Excerpts from bounding box data
■ ■ ■

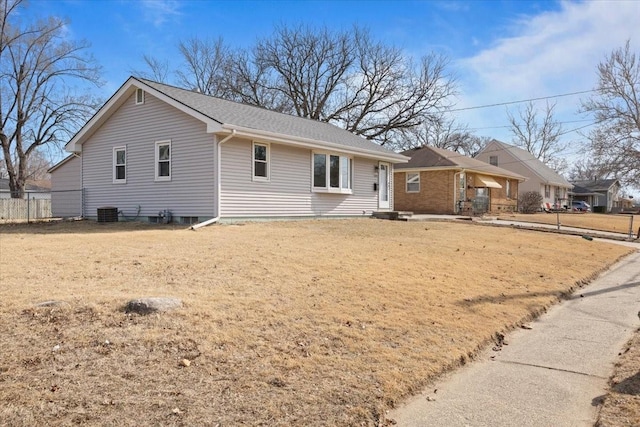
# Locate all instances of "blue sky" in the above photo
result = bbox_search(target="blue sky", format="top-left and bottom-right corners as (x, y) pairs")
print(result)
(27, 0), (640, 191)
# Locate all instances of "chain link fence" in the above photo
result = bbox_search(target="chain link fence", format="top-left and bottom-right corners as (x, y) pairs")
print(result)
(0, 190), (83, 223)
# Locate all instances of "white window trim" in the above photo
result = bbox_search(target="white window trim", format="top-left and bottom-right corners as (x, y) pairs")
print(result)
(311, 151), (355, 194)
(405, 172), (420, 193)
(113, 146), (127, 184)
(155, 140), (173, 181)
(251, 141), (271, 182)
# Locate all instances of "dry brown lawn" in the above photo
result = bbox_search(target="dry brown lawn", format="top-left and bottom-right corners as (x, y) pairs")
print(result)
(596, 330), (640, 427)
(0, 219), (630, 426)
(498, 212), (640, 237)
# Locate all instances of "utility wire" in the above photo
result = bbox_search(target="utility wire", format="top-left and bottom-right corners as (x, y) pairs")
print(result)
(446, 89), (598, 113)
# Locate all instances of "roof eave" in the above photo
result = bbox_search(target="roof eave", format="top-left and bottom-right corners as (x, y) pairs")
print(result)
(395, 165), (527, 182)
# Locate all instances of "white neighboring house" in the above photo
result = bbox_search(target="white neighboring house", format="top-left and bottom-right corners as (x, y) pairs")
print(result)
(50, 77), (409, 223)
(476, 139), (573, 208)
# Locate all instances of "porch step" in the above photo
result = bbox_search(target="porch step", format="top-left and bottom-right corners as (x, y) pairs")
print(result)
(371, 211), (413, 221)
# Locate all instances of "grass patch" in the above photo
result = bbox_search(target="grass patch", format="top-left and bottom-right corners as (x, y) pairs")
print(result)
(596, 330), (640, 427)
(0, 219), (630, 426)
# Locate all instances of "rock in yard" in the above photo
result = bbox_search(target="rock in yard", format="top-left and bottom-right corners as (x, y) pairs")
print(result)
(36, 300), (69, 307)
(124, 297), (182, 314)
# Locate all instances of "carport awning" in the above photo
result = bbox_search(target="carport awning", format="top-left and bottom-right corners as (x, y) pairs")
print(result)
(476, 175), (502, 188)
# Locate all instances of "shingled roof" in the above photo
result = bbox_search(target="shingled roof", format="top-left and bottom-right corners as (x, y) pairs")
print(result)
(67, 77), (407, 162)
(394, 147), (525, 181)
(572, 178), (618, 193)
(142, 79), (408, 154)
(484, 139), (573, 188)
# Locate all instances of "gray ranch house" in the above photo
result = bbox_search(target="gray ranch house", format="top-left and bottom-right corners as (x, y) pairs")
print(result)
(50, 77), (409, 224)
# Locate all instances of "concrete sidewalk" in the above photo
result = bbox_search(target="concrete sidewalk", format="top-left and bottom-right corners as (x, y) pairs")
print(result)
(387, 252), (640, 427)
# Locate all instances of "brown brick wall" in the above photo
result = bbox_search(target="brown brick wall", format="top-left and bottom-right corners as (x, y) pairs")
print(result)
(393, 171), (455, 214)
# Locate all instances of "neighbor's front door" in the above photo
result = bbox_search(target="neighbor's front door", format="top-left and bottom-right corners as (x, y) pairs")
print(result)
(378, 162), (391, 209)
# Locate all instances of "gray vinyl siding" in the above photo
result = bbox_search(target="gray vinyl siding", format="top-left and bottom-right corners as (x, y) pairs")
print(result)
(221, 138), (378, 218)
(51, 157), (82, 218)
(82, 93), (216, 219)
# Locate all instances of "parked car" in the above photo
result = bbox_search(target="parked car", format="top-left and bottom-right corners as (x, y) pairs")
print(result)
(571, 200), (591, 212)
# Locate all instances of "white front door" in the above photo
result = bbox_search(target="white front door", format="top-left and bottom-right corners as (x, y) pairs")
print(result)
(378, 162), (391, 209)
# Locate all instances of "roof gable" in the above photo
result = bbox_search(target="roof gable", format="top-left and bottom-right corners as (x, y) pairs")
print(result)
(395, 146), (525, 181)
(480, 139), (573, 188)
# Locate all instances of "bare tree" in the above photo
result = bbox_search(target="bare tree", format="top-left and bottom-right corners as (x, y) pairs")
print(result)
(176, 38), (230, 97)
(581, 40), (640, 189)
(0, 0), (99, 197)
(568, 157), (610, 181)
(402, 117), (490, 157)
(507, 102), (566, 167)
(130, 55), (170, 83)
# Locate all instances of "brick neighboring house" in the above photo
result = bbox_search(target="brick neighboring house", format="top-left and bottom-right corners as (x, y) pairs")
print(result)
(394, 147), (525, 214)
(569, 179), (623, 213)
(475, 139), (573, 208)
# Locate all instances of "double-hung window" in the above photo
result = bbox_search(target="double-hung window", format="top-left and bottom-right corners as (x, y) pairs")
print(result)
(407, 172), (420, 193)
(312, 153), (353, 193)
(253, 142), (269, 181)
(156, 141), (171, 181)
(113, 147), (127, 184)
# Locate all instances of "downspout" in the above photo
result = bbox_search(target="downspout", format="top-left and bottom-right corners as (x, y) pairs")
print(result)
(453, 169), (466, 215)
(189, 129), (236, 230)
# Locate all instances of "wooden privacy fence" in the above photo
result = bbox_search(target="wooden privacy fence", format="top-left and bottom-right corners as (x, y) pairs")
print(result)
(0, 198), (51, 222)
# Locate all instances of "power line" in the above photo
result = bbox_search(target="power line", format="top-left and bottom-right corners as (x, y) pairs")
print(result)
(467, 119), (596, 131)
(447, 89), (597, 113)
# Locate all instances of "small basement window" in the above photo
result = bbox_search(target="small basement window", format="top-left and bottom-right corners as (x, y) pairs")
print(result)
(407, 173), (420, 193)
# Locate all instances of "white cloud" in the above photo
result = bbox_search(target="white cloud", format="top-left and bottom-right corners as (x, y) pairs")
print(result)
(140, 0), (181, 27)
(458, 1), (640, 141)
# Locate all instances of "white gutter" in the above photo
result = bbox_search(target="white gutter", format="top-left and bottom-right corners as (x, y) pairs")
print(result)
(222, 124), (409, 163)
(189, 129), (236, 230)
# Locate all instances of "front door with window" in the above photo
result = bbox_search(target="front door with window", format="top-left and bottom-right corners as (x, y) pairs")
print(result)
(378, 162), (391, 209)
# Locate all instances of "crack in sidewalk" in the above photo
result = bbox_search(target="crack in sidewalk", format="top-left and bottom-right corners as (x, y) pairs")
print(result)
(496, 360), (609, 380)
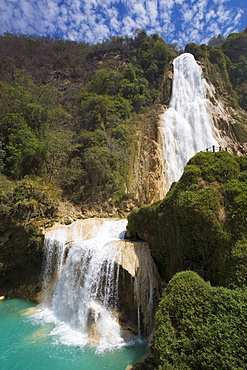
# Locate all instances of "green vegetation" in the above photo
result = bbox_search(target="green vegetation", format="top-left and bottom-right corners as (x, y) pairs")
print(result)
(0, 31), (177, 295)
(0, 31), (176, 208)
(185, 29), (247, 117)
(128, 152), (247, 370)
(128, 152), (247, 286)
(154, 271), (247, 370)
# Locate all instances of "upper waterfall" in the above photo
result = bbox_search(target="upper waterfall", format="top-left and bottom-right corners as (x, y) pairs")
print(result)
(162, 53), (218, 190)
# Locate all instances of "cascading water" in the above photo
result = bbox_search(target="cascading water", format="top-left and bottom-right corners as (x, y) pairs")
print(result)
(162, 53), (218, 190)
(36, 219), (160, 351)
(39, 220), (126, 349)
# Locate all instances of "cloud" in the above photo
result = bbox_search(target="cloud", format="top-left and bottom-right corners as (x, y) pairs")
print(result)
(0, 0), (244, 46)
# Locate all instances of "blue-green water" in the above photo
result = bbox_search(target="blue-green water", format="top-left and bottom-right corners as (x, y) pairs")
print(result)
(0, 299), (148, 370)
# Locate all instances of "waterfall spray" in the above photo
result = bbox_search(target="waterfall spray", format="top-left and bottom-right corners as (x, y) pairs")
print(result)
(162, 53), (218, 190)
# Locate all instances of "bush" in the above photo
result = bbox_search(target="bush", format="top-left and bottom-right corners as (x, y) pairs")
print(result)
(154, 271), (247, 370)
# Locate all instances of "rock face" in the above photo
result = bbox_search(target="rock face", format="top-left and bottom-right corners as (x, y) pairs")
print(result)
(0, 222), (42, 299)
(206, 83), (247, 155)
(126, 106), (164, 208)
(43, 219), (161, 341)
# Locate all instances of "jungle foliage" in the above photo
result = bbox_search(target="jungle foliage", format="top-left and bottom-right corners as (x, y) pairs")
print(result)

■ ■ ■

> [WHAT YOU WILL DO] Reproduce the data word for word from its beginning through the line containing "(27, 0), (640, 191)", including that line, and omit the pictures.

> [WORKED ANSWER]
# Locate all instances of "blue sky" in the above photo
result = bbox_search(target="blue sky", format="top-left and bottom-right corners as (x, y) pairs")
print(result)
(27, 0), (640, 191)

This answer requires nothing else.